Text extract
Monday, October 30, 2006

My Shortcomings

I was holding off writing here until all my midterms were returned. That time has come. I think the best way to present this topic is in matching-game form. I've conjured a scale(below) which will be used to gauge my failures and disappointments. Being the perpetrator of said failures, I've already had the time to weigh and measure them according to the scale. Those measurements will not be revealed here, and such is the premise of the game. On top of the hats you already wear as my reader and creepy, non-comment-leaving voyeur(JJ and my Huckleberry Friend excluded, of course), you will temporarily don a player hat. I will describe failures and shortcomings I've accomplished (or whatever the negative version of accomplished is) and you will rate them according to the provided scale. You will compare you weighings with mine, which will be available in less than a fortnight, and the one closest to my ratings will be deemed the victor.

Please press any key to continue




Weight: [0]
Diction: Negligible Drawback
Equivalent Event:Spilt Milk. Burnt Toast. Peeing on the toilet seat.

Weight: [1]
Diction:Correctable Misstep
Equivalent Event: Siding with Tony Stark and not Steve Rogers.(note: One Mr. Parker has proven such an action is indeed 'correctable')

Weight:[2]
Diction: Grievous Error
Equivalent Event: Frodo initially using The Ring, Sam not expressing his true feelings for Mr. Frodo before he sailed away to the Blessed Realm.

Weight: [3]
Diction: Irredeemable Blunder
Equivalent Event:
14. Qf3 Bd3
15. Rd1 Be2

Weight:[4]
Diction: Heartbreaking Tragedy
Equivalent Event: Katrina(the hurricane).

Weight:[5]
Diction: Unimaginable Disaster
Equivalent Event: Katrina(the Federal response to).

Weight:[6]
Diction: Hopeless Fiasco
Equivalent Event: Operation Iraqi Freedom.




Item 1: Political Science
I won't be participating in the democratic tradition and privilege of voting. I've had too much on my plate. Between synchronizing concurrent processes, defending against blockiness attacks on steganographic images, collision resistant pseudorandom permutations, and most importantly rustling up the perfect hash brown(see item 6), my time has been completely depleted. Of course this is no excuse for depriving myself of democratic participation and therefore depriving my fellow men(Yes, I said 'men' and no, I don't feel it necessary to be p.c. here. In fact I think it would be superfluous on top of being ridiculous) of a more perfect democratic process. on the other hand, any vote Icast now would be vastly ignorant. Is a non-vote bettern than an uninformed vote? Also, my voting state is on the other side of the country. Not only would I be voting on local issues that aren't at all local to me, and therefore relatively irrelevant, but I would be voting on officials concerned mainly about said irrelevant issues. Yes, I understand their congressional representation is at a national level, that's why this is considered one of my many 'shortcomings'.

Excerpts from point annotation data
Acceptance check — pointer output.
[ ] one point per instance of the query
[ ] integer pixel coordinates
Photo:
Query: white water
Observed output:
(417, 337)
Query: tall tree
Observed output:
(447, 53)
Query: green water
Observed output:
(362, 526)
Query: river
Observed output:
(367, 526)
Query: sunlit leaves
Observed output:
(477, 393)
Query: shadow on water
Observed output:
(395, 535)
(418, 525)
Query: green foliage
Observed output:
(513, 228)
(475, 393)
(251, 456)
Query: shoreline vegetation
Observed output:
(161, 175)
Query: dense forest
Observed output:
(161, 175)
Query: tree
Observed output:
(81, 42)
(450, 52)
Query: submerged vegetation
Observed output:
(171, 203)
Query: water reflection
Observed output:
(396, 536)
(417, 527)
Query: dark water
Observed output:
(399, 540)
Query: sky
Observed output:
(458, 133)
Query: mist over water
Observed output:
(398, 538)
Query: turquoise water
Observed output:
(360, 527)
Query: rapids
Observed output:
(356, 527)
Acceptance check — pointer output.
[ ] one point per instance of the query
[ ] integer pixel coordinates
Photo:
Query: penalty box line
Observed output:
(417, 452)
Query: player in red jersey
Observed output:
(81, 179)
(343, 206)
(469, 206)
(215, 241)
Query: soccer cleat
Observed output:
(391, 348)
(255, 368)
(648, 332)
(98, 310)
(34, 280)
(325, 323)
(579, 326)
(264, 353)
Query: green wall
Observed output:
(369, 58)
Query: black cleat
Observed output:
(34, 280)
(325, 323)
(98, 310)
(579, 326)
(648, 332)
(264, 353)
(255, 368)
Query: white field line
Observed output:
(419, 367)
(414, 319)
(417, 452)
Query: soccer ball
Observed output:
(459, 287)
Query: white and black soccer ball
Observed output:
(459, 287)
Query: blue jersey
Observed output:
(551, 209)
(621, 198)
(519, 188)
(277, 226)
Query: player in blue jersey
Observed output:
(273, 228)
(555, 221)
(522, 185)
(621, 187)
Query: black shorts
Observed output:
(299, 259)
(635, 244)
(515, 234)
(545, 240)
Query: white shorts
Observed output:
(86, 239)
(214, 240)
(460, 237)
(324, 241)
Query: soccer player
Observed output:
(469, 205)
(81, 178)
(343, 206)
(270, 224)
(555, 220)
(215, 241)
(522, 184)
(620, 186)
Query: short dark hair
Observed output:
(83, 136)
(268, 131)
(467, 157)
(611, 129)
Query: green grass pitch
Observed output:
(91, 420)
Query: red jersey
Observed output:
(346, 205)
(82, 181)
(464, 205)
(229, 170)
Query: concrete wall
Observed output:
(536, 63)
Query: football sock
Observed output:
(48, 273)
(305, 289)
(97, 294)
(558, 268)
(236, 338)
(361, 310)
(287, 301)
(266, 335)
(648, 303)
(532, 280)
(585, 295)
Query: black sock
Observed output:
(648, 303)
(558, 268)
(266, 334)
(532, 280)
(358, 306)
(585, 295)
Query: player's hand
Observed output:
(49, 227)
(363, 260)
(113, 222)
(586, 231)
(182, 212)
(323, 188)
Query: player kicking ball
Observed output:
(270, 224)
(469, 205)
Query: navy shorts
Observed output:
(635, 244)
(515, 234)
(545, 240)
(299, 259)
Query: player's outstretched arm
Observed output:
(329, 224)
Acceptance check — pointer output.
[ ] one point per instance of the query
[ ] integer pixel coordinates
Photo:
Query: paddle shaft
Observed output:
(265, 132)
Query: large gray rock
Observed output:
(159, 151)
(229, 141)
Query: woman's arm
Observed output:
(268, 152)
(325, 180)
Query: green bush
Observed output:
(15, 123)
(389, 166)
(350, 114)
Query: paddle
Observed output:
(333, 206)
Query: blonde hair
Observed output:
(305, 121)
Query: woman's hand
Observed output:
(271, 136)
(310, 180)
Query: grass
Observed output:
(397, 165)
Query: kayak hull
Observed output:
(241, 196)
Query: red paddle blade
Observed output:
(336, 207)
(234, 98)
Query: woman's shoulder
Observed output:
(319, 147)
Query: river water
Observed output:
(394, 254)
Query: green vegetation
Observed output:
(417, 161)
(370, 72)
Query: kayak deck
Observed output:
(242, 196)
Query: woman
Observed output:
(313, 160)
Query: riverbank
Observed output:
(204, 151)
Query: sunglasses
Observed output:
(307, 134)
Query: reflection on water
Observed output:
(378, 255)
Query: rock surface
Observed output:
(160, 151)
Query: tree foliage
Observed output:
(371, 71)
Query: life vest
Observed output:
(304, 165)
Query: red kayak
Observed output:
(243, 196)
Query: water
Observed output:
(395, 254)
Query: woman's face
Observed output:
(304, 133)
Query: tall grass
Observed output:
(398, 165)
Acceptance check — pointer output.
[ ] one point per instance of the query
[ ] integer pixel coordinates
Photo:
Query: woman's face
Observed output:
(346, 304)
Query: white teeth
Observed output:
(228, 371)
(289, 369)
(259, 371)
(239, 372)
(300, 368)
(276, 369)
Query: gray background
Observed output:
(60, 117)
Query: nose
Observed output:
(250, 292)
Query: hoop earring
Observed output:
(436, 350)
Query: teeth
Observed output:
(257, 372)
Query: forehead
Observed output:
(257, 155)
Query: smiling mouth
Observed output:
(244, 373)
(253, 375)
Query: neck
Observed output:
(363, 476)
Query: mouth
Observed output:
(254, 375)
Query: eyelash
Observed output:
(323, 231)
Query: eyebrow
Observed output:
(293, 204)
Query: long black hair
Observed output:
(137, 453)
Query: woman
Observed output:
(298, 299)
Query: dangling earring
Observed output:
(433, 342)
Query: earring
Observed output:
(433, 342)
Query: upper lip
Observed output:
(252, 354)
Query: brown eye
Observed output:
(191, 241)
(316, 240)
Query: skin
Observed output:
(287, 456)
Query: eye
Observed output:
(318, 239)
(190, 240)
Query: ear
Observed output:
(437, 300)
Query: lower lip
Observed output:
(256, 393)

Written tasks
**A.** In the post on shortcomings, which diction is paired with weight 4 on the scale?
**B.** List every diction label on the scale in the post on shortcomings.
**C.** Extend the post on shortcomings beyond its last sentence.
None of the work here requires this data.

Exercise responses
**A.** Heartbreaking Tragedy

**B.** Negligible Drawback, Correctable Misstep, Grievous Error, Irredeemable Blunder, Heartbreaking Tragedy, Unimaginable Disaster, Hopeless Fiasco

**C.**
Item 2: Foreign Language
My progress in Farsi is unimpressive at best. I've acquired "The Rosetta Stone" software to help me and have finished the first lesson, but it's currently gathering dust. I've resolved to learn the alphabet before taking the lessons any further. In two months I've come as far as the first five letters and the realization that Persians love the 'z' sound.

Item 3: Agriculture
Through my veins runs the repressed, exploited blood of a long line of farmers. My apartment has a balcony which would be perfect for growing eggplants or tomatoes, but I haven't taken advantage. And a floral arrangement would be welcome company out there whenever I de-pink my lungs(see item 5). Whatever, It's winter here anyway. I can express my inner, overworked farmer in the Spring.

Item 4: Interior Design

This is not how I intended to decorate my apartment. I wanted Van Gogh's and a cute tea set, maybe a very rectangular coffee table, definitely a Persian rug. But I've encountered some desperate times.

Item 5: Chemistry
C8H10N4O2 and C10H14N2 have found their way into my regular consumption. Though the amounts are generally limited to a single dosage a day. My concern here is whether these daily ingestions signify a chemical or physical addiction, or an addiction at all for that matter.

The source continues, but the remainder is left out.